### What to work on
Please convert the rows below into a Markdown table with the columns Number and Line, starting with the line that contains "Docstring: Locates the sea" and going on through the line that contains "430;768;775;963". Number each line in order and leave out any blank lines.

### Provided data
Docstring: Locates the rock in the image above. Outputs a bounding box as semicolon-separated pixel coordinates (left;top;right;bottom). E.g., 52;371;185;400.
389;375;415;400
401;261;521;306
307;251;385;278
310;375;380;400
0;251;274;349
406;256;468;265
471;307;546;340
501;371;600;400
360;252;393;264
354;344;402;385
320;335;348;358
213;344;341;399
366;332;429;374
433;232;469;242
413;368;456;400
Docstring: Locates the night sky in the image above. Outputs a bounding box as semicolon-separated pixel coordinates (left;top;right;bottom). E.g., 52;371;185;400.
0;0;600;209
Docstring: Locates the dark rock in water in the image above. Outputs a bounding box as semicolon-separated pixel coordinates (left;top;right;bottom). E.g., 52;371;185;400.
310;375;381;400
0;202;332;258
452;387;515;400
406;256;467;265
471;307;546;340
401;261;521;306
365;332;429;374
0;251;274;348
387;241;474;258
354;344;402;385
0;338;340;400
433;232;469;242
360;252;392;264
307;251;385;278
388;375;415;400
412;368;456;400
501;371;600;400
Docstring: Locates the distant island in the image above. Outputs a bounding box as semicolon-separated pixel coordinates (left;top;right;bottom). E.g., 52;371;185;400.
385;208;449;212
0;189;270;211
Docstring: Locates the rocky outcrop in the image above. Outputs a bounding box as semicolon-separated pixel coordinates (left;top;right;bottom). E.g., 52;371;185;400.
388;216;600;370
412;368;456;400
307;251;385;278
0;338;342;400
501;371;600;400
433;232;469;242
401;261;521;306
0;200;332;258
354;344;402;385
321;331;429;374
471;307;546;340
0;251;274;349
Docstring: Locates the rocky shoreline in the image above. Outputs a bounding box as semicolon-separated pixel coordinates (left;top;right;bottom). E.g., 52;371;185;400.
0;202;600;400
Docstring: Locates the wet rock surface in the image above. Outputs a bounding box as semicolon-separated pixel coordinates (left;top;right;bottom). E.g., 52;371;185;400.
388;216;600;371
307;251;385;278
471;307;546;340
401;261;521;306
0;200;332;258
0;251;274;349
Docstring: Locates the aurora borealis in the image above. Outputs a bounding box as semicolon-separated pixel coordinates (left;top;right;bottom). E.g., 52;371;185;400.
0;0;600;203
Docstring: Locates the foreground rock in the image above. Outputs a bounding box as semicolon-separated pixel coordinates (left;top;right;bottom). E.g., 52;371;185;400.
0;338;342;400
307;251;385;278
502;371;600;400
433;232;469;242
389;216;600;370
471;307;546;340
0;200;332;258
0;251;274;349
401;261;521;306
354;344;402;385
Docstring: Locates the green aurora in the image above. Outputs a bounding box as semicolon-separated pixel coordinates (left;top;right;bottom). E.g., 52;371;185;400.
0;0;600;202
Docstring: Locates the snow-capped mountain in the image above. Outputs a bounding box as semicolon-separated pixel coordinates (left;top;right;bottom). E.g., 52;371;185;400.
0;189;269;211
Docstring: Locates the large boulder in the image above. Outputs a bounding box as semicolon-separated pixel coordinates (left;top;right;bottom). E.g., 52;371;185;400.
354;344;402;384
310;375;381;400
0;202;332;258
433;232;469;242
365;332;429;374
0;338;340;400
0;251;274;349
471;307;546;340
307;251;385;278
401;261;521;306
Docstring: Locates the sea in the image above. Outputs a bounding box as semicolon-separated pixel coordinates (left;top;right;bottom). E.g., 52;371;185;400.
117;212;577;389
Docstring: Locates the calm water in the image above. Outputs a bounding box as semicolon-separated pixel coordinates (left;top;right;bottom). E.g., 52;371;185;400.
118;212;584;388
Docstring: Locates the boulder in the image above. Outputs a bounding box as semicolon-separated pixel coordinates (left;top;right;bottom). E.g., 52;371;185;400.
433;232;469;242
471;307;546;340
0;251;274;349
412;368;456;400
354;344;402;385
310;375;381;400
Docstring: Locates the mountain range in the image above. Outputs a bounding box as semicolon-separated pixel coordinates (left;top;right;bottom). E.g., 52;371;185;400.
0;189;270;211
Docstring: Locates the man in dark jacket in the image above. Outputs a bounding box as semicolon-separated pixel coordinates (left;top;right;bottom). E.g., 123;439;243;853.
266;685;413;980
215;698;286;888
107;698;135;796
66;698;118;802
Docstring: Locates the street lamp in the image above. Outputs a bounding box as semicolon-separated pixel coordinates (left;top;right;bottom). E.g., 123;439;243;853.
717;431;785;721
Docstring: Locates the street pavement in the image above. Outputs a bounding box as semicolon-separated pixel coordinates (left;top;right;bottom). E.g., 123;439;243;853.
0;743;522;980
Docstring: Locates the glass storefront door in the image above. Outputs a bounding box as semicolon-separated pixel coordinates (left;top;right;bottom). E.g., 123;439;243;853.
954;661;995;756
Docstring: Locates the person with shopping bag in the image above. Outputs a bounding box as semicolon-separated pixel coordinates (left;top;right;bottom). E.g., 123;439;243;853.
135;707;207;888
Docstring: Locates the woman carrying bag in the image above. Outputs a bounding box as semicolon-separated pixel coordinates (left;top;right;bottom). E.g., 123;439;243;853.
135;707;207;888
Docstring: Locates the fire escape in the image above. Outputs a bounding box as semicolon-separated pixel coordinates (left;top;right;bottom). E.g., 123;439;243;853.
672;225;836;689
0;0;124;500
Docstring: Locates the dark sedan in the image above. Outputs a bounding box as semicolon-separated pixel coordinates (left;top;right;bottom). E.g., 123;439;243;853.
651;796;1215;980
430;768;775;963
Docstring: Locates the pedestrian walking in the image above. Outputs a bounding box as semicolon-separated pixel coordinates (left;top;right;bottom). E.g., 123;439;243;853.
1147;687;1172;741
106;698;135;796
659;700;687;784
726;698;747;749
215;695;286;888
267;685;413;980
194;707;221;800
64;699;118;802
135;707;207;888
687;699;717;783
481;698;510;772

### Right answer
| Number | Line |
|---|---|
| 1 | Docstring: Locates the sea in the image above. Outputs a bounding box as semicolon-separated pixel coordinates (left;top;right;bottom). E.g., 52;371;185;400. |
| 2 | 117;212;577;389 |
| 3 | Docstring: Locates the calm water in the image above. Outputs a bounding box as semicolon-separated pixel coordinates (left;top;right;bottom). E.g., 52;371;185;400. |
| 4 | 118;212;584;388 |
| 5 | Docstring: Locates the boulder in the image above. Outputs a bounding box as semicolon-separated pixel coordinates (left;top;right;bottom). E.g., 52;371;185;400. |
| 6 | 433;232;469;242 |
| 7 | 471;307;546;340 |
| 8 | 0;251;274;349 |
| 9 | 412;368;456;400 |
| 10 | 354;344;402;385 |
| 11 | 310;375;381;400 |
| 12 | Docstring: Locates the mountain range in the image above. Outputs a bounding box as semicolon-separated pixel coordinates (left;top;right;bottom). E.g., 52;371;185;400. |
| 13 | 0;189;270;211 |
| 14 | Docstring: Locates the man in dark jacket in the image above. Outputs a bounding box as semicolon-separated pixel coordinates (left;top;right;bottom). E.g., 123;439;243;853. |
| 15 | 266;685;413;980 |
| 16 | 215;698;286;888 |
| 17 | 107;698;135;796 |
| 18 | 66;698;118;802 |
| 19 | Docstring: Locates the street lamp in the image above. Outputs a bounding box as semicolon-separated pixel coordinates (left;top;right;bottom). E.g., 123;439;243;853. |
| 20 | 717;431;785;721 |
| 21 | Docstring: Locates the street pavement in the image above. Outputs a bounding box as semicolon-separated pixel coordinates (left;top;right;bottom). E.g., 123;439;243;853. |
| 22 | 0;743;522;980 |
| 23 | Docstring: Locates the glass storefront door in the image above. Outputs a bounding box as semicolon-separated pixel coordinates (left;top;right;bottom). E.g., 123;439;243;853. |
| 24 | 954;661;995;756 |
| 25 | Docstring: Locates the person with shopping bag in the image above. Outputs a bounding box as semicolon-separated pixel coordinates (left;top;right;bottom). E.g., 123;439;243;853. |
| 26 | 135;707;207;888 |
| 27 | Docstring: Locates the woman carrying bag in the image above. Outputs a bounding box as semicolon-separated pixel coordinates (left;top;right;bottom). E.g., 123;439;243;853. |
| 28 | 135;707;207;888 |
| 29 | Docstring: Locates the fire escape in the image above. Outputs a bounding box as semicolon-separated pixel coordinates (left;top;right;bottom). E.g., 123;439;243;853. |
| 30 | 672;225;836;689 |
| 31 | 0;0;124;500 |
| 32 | Docstring: Locates the dark sedan in the image above. Outputs a bounding box as semicolon-separated pixel coordinates (left;top;right;bottom). E.g., 123;439;243;853. |
| 33 | 651;796;1215;980 |
| 34 | 430;768;775;963 |